* WHAT YOU HAVE TO DO: In which lines of the data does the string "below" appear? Copy every one.

* SUPPLIED RECORDS:

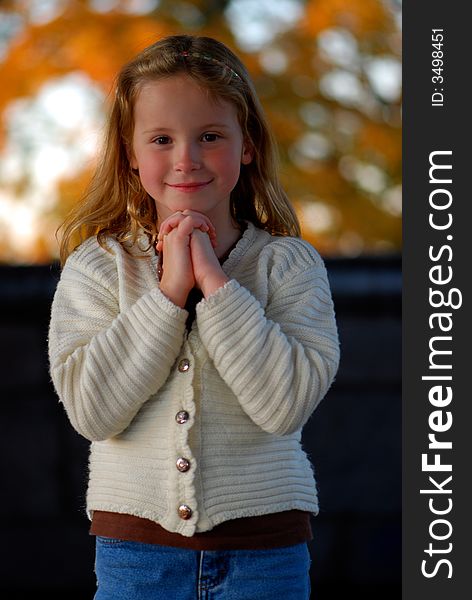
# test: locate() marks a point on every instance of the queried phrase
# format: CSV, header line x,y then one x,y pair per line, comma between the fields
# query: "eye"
x,y
210,137
161,140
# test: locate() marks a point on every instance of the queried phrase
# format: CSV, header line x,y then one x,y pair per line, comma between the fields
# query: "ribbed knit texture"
x,y
263,351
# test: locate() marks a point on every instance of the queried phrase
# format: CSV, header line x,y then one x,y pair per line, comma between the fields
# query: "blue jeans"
x,y
137,571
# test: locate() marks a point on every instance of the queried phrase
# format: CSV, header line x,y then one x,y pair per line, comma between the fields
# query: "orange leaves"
x,y
358,16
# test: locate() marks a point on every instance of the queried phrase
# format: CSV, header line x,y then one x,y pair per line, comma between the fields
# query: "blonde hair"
x,y
117,205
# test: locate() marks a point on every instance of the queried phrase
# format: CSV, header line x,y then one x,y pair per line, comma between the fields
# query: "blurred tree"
x,y
329,83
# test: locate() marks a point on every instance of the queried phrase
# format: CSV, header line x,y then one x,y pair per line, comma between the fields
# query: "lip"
x,y
189,186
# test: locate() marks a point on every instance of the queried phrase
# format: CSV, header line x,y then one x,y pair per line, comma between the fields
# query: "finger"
x,y
170,223
199,216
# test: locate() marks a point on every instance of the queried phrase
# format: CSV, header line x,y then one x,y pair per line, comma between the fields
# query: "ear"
x,y
130,154
247,153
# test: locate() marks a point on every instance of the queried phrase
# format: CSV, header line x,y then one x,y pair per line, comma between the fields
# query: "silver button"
x,y
185,512
182,417
184,365
182,464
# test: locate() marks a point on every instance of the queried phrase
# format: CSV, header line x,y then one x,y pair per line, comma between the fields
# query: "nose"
x,y
187,158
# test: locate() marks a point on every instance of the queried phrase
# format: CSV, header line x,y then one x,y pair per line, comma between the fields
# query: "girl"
x,y
192,335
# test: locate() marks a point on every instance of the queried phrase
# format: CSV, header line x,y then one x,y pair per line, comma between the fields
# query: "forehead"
x,y
180,98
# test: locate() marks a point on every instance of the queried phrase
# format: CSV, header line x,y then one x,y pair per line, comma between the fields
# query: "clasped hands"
x,y
187,240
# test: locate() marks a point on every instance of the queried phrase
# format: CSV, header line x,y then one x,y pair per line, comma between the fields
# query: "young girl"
x,y
192,335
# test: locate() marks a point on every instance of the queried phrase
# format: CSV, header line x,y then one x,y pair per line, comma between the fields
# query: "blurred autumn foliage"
x,y
329,82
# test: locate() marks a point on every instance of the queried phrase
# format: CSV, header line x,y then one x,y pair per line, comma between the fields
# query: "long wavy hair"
x,y
115,203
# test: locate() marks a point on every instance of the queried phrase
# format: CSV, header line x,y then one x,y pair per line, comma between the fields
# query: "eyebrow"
x,y
208,126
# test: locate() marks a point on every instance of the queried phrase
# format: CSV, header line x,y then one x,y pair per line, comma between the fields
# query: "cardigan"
x,y
193,429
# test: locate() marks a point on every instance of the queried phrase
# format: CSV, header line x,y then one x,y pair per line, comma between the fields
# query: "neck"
x,y
227,234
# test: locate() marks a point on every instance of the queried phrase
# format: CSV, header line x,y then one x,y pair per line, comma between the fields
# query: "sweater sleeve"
x,y
105,363
279,362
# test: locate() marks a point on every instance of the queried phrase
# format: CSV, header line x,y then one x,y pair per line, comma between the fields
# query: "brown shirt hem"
x,y
264,532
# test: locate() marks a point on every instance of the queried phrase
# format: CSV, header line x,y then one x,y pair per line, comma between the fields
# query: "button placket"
x,y
184,365
185,512
182,464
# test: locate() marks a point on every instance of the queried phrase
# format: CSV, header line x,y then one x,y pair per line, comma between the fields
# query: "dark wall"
x,y
353,439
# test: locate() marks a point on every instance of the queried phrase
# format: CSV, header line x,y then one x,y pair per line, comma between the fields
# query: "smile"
x,y
191,186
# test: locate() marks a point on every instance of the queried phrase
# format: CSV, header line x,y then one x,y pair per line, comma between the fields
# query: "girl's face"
x,y
187,147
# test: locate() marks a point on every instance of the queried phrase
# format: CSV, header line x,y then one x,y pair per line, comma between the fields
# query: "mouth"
x,y
189,186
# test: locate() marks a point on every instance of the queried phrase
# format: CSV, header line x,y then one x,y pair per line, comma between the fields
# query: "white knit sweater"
x,y
262,353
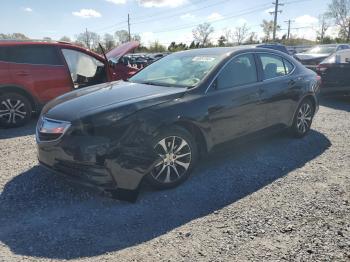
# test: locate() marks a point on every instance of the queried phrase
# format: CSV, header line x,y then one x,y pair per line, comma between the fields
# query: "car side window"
x,y
288,66
35,54
239,71
272,66
85,70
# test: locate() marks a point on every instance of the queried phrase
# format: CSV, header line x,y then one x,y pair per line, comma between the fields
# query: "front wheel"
x,y
177,152
303,118
15,110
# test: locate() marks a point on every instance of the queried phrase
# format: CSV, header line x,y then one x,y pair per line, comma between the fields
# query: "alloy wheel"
x,y
304,118
175,157
12,110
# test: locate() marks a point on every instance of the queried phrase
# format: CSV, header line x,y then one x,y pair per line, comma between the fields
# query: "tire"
x,y
15,110
303,118
178,154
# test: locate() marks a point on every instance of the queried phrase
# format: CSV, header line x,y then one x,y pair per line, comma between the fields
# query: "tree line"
x,y
337,15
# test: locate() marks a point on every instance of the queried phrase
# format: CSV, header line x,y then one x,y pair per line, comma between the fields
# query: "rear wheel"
x,y
177,153
303,118
15,110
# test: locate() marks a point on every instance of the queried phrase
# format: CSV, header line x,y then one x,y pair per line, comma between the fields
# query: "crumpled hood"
x,y
114,95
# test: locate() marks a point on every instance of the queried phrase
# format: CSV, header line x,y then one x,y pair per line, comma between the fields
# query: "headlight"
x,y
50,130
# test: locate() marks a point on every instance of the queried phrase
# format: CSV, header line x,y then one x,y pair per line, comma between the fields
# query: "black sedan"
x,y
312,57
160,122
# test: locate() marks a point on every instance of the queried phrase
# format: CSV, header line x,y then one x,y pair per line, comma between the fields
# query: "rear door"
x,y
279,87
4,66
41,69
234,104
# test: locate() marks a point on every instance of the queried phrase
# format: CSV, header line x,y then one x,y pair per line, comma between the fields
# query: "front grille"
x,y
48,130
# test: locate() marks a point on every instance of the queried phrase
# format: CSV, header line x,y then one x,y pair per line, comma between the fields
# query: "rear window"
x,y
38,55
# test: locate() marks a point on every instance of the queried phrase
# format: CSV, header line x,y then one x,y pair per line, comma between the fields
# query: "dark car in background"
x,y
33,72
315,55
157,124
335,73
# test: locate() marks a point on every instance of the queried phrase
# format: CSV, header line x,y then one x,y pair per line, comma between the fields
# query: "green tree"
x,y
156,47
88,39
65,39
267,27
201,34
339,10
108,42
222,41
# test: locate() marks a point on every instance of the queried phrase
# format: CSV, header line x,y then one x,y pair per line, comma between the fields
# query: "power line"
x,y
129,27
181,13
243,12
275,13
151,15
288,22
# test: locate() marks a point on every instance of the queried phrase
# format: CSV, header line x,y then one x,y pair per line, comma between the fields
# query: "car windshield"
x,y
322,50
183,69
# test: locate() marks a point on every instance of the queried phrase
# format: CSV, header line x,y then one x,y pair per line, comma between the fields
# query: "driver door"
x,y
235,108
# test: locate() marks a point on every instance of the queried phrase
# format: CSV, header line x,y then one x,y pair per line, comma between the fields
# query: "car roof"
x,y
12,42
230,50
62,44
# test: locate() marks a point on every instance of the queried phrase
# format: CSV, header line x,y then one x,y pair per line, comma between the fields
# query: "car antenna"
x,y
103,51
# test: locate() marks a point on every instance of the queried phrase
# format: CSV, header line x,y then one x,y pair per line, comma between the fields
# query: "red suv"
x,y
32,73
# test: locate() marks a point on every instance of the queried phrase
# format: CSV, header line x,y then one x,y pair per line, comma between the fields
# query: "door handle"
x,y
22,73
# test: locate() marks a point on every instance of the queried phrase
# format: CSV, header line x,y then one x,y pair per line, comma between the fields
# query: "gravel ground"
x,y
271,199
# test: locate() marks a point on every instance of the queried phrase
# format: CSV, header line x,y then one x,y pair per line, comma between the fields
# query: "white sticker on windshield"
x,y
203,58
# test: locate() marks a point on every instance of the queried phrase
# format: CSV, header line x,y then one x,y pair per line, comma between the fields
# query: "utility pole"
x,y
288,22
87,39
129,27
275,18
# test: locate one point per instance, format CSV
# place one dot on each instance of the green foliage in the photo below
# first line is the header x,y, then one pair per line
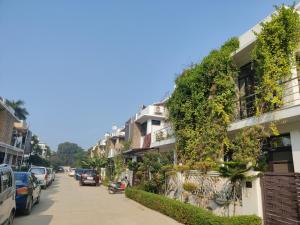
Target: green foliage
x,y
152,172
190,187
185,213
119,165
273,56
236,173
17,106
202,105
205,165
38,161
70,154
182,168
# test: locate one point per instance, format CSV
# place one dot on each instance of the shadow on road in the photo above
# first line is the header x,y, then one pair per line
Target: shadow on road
x,y
46,201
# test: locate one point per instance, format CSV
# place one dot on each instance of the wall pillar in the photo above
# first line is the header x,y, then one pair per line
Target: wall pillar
x,y
295,140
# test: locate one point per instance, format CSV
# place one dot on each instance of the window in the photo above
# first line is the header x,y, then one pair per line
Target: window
x,y
278,152
246,84
156,122
6,181
38,171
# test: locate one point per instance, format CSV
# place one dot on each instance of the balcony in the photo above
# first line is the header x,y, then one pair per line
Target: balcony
x,y
289,111
163,137
10,155
150,112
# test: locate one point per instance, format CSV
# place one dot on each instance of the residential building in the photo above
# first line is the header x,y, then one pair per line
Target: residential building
x,y
44,149
149,130
98,150
282,152
114,143
9,153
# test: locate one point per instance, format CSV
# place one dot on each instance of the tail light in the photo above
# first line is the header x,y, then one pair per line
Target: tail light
x,y
22,191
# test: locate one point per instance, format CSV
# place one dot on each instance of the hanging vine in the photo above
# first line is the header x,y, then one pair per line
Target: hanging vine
x,y
273,57
203,102
202,105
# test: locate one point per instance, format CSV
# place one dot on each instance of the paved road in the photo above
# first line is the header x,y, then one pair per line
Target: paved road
x,y
66,203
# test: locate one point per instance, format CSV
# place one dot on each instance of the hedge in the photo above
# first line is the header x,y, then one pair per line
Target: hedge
x,y
186,213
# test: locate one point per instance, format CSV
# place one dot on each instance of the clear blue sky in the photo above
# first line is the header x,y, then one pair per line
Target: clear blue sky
x,y
82,66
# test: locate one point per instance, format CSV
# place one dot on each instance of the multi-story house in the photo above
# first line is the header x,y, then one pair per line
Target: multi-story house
x,y
98,150
149,130
282,152
9,153
114,143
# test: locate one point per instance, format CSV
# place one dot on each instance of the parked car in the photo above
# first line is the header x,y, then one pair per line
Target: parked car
x,y
41,174
53,174
50,176
28,191
72,172
7,195
78,173
89,177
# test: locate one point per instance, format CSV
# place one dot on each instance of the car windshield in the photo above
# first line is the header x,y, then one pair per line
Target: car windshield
x,y
21,178
89,172
37,171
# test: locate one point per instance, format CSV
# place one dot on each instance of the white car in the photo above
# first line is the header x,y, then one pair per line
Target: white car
x,y
41,174
7,195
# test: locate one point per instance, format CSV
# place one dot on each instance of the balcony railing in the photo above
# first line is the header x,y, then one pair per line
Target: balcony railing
x,y
291,97
163,134
151,110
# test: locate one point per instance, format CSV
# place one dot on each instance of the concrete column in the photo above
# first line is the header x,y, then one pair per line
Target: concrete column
x,y
295,141
149,126
134,158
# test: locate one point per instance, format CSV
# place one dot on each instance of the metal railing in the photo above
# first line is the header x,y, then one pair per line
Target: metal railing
x,y
291,97
163,134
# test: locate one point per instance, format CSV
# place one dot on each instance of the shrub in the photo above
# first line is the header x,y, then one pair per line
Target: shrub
x,y
190,187
185,213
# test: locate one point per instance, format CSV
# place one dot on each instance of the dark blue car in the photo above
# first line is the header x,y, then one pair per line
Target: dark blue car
x,y
78,173
28,191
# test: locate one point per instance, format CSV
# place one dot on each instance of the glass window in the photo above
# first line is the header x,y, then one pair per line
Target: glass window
x,y
6,180
21,178
246,82
279,153
144,129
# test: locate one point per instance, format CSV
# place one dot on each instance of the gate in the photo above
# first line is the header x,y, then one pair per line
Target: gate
x,y
281,198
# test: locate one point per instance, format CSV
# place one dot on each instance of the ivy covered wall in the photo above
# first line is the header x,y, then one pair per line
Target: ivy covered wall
x,y
203,103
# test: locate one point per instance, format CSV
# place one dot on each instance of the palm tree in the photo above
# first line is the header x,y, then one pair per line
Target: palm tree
x,y
20,111
236,172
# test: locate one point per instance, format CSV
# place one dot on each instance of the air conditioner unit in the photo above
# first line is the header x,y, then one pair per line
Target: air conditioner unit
x,y
158,110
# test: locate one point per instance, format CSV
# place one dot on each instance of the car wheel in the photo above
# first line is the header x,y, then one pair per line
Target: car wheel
x,y
38,198
27,211
11,218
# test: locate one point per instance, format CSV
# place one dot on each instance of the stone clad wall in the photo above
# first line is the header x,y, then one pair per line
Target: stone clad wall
x,y
6,127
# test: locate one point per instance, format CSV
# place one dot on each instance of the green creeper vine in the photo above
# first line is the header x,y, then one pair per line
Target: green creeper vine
x,y
273,56
202,106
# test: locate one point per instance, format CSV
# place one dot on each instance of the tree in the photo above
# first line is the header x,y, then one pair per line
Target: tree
x,y
17,106
203,105
236,173
95,163
35,147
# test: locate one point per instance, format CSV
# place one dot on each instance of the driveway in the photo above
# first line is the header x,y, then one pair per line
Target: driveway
x,y
67,203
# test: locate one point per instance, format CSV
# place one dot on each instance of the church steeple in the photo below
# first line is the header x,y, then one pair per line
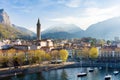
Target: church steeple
x,y
38,30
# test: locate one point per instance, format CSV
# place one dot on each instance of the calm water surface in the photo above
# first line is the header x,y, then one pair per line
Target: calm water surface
x,y
66,74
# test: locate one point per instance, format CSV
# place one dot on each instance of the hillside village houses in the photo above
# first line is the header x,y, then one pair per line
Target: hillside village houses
x,y
107,50
18,44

* COMPLETED EXERCISE:
# place one dot on each instance of the green foliage in the photo below
# place one dot on each instance of the church steeple in the photo below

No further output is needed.